[Exercise brief]: Write out all the data below exactly.

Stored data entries
-------
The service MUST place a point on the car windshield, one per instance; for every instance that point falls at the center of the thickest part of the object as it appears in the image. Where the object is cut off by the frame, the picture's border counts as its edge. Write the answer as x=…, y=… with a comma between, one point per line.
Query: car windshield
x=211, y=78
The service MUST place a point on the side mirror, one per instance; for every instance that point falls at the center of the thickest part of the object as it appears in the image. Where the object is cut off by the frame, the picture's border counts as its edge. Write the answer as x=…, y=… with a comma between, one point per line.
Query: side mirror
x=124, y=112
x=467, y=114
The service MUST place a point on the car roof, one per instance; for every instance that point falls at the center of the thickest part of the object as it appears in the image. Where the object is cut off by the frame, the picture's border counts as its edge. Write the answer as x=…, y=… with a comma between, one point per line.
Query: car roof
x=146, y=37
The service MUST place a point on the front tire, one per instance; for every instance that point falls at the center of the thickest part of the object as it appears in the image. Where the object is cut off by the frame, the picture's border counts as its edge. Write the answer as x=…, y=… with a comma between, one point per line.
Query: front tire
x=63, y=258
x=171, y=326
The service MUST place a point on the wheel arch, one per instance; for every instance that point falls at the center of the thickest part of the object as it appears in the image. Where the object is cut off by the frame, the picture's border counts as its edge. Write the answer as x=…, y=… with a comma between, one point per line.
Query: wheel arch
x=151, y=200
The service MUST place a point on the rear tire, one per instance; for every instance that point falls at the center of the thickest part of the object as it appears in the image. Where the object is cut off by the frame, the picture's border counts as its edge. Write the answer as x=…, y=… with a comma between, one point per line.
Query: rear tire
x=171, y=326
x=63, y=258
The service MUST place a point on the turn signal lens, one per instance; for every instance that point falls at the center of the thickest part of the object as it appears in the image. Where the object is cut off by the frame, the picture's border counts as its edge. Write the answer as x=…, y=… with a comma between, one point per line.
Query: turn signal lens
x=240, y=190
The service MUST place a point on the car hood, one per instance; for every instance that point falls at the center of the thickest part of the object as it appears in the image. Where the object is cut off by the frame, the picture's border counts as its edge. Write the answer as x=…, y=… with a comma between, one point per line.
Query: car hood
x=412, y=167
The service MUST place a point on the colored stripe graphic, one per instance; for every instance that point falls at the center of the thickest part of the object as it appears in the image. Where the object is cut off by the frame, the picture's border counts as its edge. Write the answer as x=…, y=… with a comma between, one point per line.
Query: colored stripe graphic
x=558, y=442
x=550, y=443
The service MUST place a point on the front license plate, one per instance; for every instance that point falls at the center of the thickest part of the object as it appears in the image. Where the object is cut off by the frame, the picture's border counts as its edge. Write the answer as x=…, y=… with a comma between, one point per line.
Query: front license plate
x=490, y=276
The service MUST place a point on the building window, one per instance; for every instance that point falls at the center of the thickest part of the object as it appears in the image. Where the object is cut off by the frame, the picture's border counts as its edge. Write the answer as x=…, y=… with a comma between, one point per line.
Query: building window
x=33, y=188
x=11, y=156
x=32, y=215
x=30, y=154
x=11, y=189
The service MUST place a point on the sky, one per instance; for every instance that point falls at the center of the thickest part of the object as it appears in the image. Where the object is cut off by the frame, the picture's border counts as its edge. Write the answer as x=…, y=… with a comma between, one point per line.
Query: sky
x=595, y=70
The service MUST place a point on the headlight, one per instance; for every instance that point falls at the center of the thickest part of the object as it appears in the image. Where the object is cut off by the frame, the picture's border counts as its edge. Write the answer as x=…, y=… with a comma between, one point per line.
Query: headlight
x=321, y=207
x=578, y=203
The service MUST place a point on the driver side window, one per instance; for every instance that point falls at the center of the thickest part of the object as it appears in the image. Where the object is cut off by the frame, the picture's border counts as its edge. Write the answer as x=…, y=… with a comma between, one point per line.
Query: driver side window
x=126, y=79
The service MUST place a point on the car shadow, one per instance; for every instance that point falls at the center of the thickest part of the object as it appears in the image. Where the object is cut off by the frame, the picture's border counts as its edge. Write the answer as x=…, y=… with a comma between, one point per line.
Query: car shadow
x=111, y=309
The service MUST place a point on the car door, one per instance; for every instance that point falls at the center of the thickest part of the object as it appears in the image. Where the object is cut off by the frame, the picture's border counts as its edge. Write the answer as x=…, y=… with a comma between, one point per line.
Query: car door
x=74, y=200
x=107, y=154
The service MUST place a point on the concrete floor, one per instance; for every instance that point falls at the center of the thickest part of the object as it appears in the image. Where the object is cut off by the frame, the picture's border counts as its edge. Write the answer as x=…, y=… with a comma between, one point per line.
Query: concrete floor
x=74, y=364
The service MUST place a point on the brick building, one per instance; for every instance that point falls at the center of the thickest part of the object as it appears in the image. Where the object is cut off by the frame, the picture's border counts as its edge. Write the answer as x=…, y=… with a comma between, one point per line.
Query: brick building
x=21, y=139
-------
[Your response]:
The service MUST place a point on the car windshield, one per instance; for every instance that point falls at the center of the thickest part of the object as it appears in the image. Where the object is cut off by the frame, the picture's border counts as its edge. Write the answer as x=…, y=… with a comma between, one point per line.
Query: car windshield
x=211, y=78
The service MUST place a point on the side mirror, one per instance; for every instance that point falls at the center of the thickest part of the object as it appears in the image. Where the object is cut off by the frame, the picture's border counts as its edge. Write the answer as x=…, y=… with a comma between, one point per line.
Query: side mirror
x=124, y=112
x=467, y=114
The service MUST place a point on the car roof, one per instance; for every instance that point falls at the center of the thickest part of the object as it appears in the image. Where the object is cut off by the frame, the picture's border counts as its edge. Write the answer as x=…, y=… with a comma between, one point per line.
Query: car roof
x=146, y=37
The service MUST place a point on the front tire, one per instance; for every instance that point falls at the center of the thickest part of the object as it appears in the image. Where the object is cut off by the frame, the picture's border counts as its edge. Write the answer as x=…, y=… with a comma between, one point per line.
Query: front tire
x=63, y=258
x=171, y=326
The service MUST place a point on the wheel arch, one per instance; for every instance that point falls at the center of the thickest part of the object as it appears in the image. Where the object is cut off by the frame, the picture's border counts as its edge. Write the answer as x=…, y=… with a comma between, one point per line.
Query: wheel arch
x=151, y=200
The service MUST place a point on the rear tire, one per instance; for every instance that point falls at the center of the thickest part of the object as it appears in the image. Where the object is cut off by the frame, the picture's border counts as its edge. Write the answer as x=…, y=… with a comma between, one point per line.
Query: rear tire
x=171, y=326
x=63, y=258
The service MUST place a point on the turn signal lens, one per instance; for every instance that point falls at the center of the thickest part of the object as it appears in the image. Where the object is cut off by the frame, the picture's border counts as its edge. Write the answer as x=…, y=… with a comma between, one point per line.
Query: turn signal lens
x=240, y=190
The service MUST place a point on the car hood, one per instance; for every instance that point falls at the center of the thickest part of the object as it appears in the image. Where the object is cut off by the frame, the picture's border counts as its edge. Write the answer as x=…, y=… with a comma between, one point per line.
Query: car hood
x=412, y=167
The service MUST place a point on the colored stripe graphic, one per instance; for every instance that point falls at the center of the thickest part of the object as it appears in the image. Where the object is cut off by the frame, the picture's border counts as its edge. Write the answer as x=…, y=… with a comma between, one point per line.
Query: colored stripe graphic
x=558, y=442
x=550, y=443
The service MUST place a point on the front license plate, one per instance; for every instance that point falls at the center of the thickest part of the object as it appears in the image. Where the object is cut off by the frame, the picture's border counts as its edge. Write the answer as x=…, y=… with a comma between, one point per line.
Query: front license plate
x=490, y=276
The service MUST place a point on the building window, one per instance; for every instance that point falls at the center of the thickest part of the object as it appears in the image. Where the object is cut off by the frame, the picture's border counts as its edge. Write the answer as x=…, y=… with a comma between, one point per line.
Query: building window
x=33, y=188
x=11, y=156
x=32, y=215
x=30, y=154
x=11, y=189
The service MUST place a point on the sky, one per instance; for every instance that point falls at the center of the thickest part of the object as it appears in the image. Where the object is cut off by the frame, the picture's border counts as its edge. Write the answer as x=…, y=… with a comma between, one point per line.
Query: sky
x=595, y=70
The service MUST place a point on the headlight, one per instance; for every instance that point falls at the center of the thickest part of the object as it appears in the image. Where the object is cut off by the frame, the picture's border counts as its edge. Write the answer as x=…, y=… with a comma between, one point per line.
Query: headlight
x=321, y=207
x=578, y=203
The service MUST place a point on the driver side window, one per instance; for every instance that point falls at the center of the thickest part of the object as it appears in the image. Where the object is cut off by the frame, the picture's border counts as its edge. Write the answer as x=…, y=… with a comma between, one point per line.
Query: driver side window
x=126, y=79
The service MUST place a point on the car shadow, one per instance; for every instance that point falls at the center of the thickest part of the object as it appears in the image. Where the object is cut off by the frame, the picture's border counts as its edge. Write the answer as x=…, y=… with a comma between, one point per line.
Query: car shadow
x=111, y=309
The service MUST place a point on the car door, one per instance; for every instance that point falls at the center of the thickest part of the object as it appears in the image. Where the object is cut off by the frame, the picture's border counts as its edge. Write the answer as x=…, y=… with a comma between, one point per line.
Query: car door
x=74, y=200
x=107, y=154
The service MUST place a point on the concrete floor, one per instance; for every instance that point falls at the center of the thickest part of the object as it appears in the image. Where the object is cut off by the frame, the picture's border counts as its edge. Write the answer as x=…, y=… with a comma between, one point per line.
Query: concrete floor
x=74, y=364
The service MUST place a point on the brick building, one per instance; for every instance that point falls at the center of the thickest part of the object as it appears in the image. Where the object is cut off by the frame, the picture's border counts as its edge. Write the answer as x=…, y=… with a comma between, one point per line.
Query: brick building
x=21, y=139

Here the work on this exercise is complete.